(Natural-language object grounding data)
# # # #
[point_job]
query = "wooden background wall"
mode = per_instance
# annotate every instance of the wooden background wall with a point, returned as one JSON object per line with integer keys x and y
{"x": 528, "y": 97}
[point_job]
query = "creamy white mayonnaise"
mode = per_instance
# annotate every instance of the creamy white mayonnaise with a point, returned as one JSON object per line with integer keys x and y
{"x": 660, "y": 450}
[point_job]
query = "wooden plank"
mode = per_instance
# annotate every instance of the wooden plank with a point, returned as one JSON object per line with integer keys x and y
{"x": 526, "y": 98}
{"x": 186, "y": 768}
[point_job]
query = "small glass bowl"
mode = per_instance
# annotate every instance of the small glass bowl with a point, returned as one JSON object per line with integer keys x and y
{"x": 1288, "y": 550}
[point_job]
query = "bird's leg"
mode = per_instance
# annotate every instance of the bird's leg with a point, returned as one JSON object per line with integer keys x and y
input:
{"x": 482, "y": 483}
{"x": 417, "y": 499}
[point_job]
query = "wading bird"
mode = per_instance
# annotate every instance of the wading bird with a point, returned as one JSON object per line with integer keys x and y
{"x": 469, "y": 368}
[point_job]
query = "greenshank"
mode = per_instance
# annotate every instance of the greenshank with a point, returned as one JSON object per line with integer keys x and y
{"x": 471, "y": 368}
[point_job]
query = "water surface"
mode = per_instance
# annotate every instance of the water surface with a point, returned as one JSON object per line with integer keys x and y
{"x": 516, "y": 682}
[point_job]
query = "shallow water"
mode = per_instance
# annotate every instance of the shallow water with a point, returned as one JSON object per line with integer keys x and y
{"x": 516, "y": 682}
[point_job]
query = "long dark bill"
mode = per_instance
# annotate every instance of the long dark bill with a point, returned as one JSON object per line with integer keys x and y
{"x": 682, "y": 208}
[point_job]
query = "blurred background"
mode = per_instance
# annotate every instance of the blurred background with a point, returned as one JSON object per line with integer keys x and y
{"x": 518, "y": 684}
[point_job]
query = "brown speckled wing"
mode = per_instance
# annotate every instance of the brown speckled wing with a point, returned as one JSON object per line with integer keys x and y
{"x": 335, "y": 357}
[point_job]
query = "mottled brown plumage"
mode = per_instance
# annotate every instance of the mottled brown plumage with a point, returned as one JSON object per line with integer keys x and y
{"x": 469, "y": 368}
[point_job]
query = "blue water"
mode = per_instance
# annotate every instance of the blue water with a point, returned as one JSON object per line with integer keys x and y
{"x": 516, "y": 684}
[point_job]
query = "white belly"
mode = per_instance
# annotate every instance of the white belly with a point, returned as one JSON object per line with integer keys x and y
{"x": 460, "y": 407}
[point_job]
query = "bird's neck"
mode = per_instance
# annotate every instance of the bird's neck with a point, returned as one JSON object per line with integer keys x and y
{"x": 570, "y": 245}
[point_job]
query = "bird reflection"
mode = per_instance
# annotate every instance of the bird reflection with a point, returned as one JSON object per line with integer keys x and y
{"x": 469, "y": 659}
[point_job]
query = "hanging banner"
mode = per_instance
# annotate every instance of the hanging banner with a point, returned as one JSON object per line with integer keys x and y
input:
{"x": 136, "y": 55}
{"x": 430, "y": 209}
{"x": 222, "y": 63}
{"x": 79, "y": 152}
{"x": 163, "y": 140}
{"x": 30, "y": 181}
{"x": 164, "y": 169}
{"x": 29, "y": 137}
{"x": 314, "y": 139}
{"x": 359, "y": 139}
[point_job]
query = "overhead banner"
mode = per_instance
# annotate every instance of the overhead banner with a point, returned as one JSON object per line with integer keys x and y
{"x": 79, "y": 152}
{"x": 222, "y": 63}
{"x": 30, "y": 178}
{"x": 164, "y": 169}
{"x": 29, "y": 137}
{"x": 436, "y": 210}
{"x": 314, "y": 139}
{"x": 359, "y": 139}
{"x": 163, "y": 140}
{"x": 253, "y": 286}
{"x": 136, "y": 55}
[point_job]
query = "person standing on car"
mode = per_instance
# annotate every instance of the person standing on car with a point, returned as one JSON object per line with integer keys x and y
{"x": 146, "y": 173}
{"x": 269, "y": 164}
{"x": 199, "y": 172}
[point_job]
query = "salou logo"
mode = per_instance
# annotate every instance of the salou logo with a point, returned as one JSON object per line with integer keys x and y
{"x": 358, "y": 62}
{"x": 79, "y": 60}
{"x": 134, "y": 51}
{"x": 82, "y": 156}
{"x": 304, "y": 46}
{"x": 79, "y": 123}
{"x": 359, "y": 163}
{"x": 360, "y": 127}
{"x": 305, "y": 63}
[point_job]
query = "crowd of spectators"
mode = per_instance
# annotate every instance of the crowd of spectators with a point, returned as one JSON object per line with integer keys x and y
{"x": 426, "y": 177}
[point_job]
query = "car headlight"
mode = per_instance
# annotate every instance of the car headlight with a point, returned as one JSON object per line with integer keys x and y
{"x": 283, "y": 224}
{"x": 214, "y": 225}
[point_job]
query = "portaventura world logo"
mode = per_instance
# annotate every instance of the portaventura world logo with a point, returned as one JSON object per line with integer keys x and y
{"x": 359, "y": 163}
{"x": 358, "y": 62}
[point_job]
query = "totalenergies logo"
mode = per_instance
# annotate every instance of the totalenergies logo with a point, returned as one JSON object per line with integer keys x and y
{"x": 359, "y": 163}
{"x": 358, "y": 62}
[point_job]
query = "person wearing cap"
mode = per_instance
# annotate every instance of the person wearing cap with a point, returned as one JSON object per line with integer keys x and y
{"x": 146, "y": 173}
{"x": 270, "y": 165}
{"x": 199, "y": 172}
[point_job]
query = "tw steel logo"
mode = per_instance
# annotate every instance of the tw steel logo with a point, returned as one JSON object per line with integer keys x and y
# # # #
EXERCISE DETAILS: The records above must be repeated exactly, every one of them.

TASK OUTPUT:
[point_job]
query = "wooden background wall"
mode = per_instance
# annotate every instance of the wooden background wall with a point, returned as one JSON object per line with integer keys x and y
{"x": 528, "y": 97}
[point_job]
query = "creamy white mayonnaise"
mode = per_instance
# annotate every instance of the creamy white mayonnaise with a point, returned as one JSON object per line with integer keys x and y
{"x": 660, "y": 450}
[point_job]
query = "wooden plank"
mode = per_instance
# annotate every instance of the wooden plank with a point, returned as one JSON object per line with integer keys x and y
{"x": 526, "y": 98}
{"x": 186, "y": 768}
[point_job]
query = "small glass bowl"
mode = per_instance
# annotate every instance of the small glass bowl with a point, returned as one JSON object per line with integer keys x and y
{"x": 1288, "y": 550}
[point_job]
query = "bird's leg"
mode = per_instance
# annotate every instance of the bird's leg with a point, returned as one JSON object per line with integer keys x and y
input:
{"x": 482, "y": 483}
{"x": 417, "y": 499}
[point_job]
query = "wading bird"
mode = per_instance
# annotate every instance of the wading bird with a point, returned as one JSON object per line with integer keys x and y
{"x": 469, "y": 368}
[point_job]
query = "greenshank"
mode = per_instance
# annotate every instance of the greenshank with a point, returned as one JSON object per line with integer keys x and y
{"x": 471, "y": 368}
[point_job]
query = "water surface"
mode = per_instance
# annotate every instance of the water surface with a point, returned as one JSON object per line with integer keys x and y
{"x": 516, "y": 682}
[point_job]
query = "shallow water"
mode = per_instance
# annotate every instance of the shallow water with a point, returned as one JSON object per line with integer keys x and y
{"x": 516, "y": 682}
[point_job]
query = "long dark bill"
mode = per_instance
# annotate every instance of the long dark bill with a point, returned as one JSON object per line with integer keys x and y
{"x": 682, "y": 208}
[point_job]
query = "blurred background"
mode = per_instance
# annotate every instance of the blurred background with a point, returned as one JSON object per line with integer keys x and y
{"x": 518, "y": 684}
[point_job]
query = "brown speckled wing"
mode = per_instance
# annotate every instance of the brown speckled wing with a point, returned as one JSON object per line with integer keys x and y
{"x": 335, "y": 357}
[point_job]
query = "mottled brown plumage"
mode = per_instance
# annotate every instance of the mottled brown plumage with a point, returned as one JSON object per line with integer keys x and y
{"x": 469, "y": 368}
[point_job]
query = "blue water"
mode = per_instance
# annotate every instance of the blue water with a point, returned as one JSON object per line with integer keys x and y
{"x": 516, "y": 684}
[point_job]
query = "white belly"
mode = per_instance
# annotate every instance of the white belly with a point, returned as one JSON object per line with integer keys x and y
{"x": 460, "y": 407}
[point_job]
query = "bird's neck"
mode = per_instance
# annotate every instance of the bird's neck with a point, returned as one JSON object per line with integer keys x and y
{"x": 570, "y": 245}
[point_job]
query = "bird reflection"
mode = per_instance
# annotate every instance of the bird reflection with a point, returned as one JSON object per line with integer keys x and y
{"x": 469, "y": 659}
[point_job]
query = "hanging banner"
mode = per_instance
# annotate every instance of the hanging banner with a point, returned as one JSON object per line with integer keys x and y
input:
{"x": 136, "y": 55}
{"x": 430, "y": 209}
{"x": 222, "y": 63}
{"x": 79, "y": 152}
{"x": 163, "y": 140}
{"x": 30, "y": 181}
{"x": 164, "y": 169}
{"x": 29, "y": 137}
{"x": 314, "y": 139}
{"x": 359, "y": 139}
[point_job]
query = "overhead banner"
mode = per_instance
# annotate every instance of the overhead banner with a point, returned as one JSON object per line with integer keys x and y
{"x": 79, "y": 152}
{"x": 222, "y": 63}
{"x": 30, "y": 178}
{"x": 164, "y": 169}
{"x": 29, "y": 137}
{"x": 436, "y": 210}
{"x": 314, "y": 139}
{"x": 359, "y": 139}
{"x": 163, "y": 140}
{"x": 253, "y": 286}
{"x": 136, "y": 55}
[point_job]
query = "person standing on car"
mode = per_instance
# annotate every instance of the person standing on car with a point, returned as one JSON object per line with integer keys x and y
{"x": 146, "y": 173}
{"x": 269, "y": 164}
{"x": 199, "y": 172}
[point_job]
query = "salou logo"
mode = per_instance
# annotate every instance of the salou logo with a point, returned as one JSON object per line with integer keys x and y
{"x": 358, "y": 62}
{"x": 79, "y": 60}
{"x": 134, "y": 51}
{"x": 82, "y": 156}
{"x": 304, "y": 46}
{"x": 79, "y": 123}
{"x": 359, "y": 163}
{"x": 360, "y": 127}
{"x": 305, "y": 63}
[point_job]
query = "crowd of spectators"
mode = per_instance
# annotate every instance of the crowd of spectators with a point, returned as one JSON object per line with integer keys x and y
{"x": 426, "y": 177}
[point_job]
query = "car headlight"
mode = per_instance
# annotate every instance of the car headlight with a point, returned as one JSON object per line with integer keys x and y
{"x": 283, "y": 224}
{"x": 214, "y": 225}
[point_job]
query = "portaventura world logo"
mode = per_instance
# annotate every instance of the portaventura world logo with a point, returned as one JSON object per line with integer keys x and y
{"x": 359, "y": 163}
{"x": 358, "y": 62}
[point_job]
query = "totalenergies logo"
mode = per_instance
# annotate every instance of the totalenergies logo with a point, returned as one JSON object per line with integer keys x and y
{"x": 359, "y": 163}
{"x": 358, "y": 62}
[point_job]
query = "person wearing cap"
mode = per_instance
# annotate every instance of the person wearing cap with a point, returned as one JSON object per line with integer keys x and y
{"x": 146, "y": 173}
{"x": 270, "y": 165}
{"x": 199, "y": 172}
[point_job]
query = "tw steel logo"
mode = per_instance
# annotate every instance of the tw steel logo with a point, returned as one JSON object per line with integer keys x and y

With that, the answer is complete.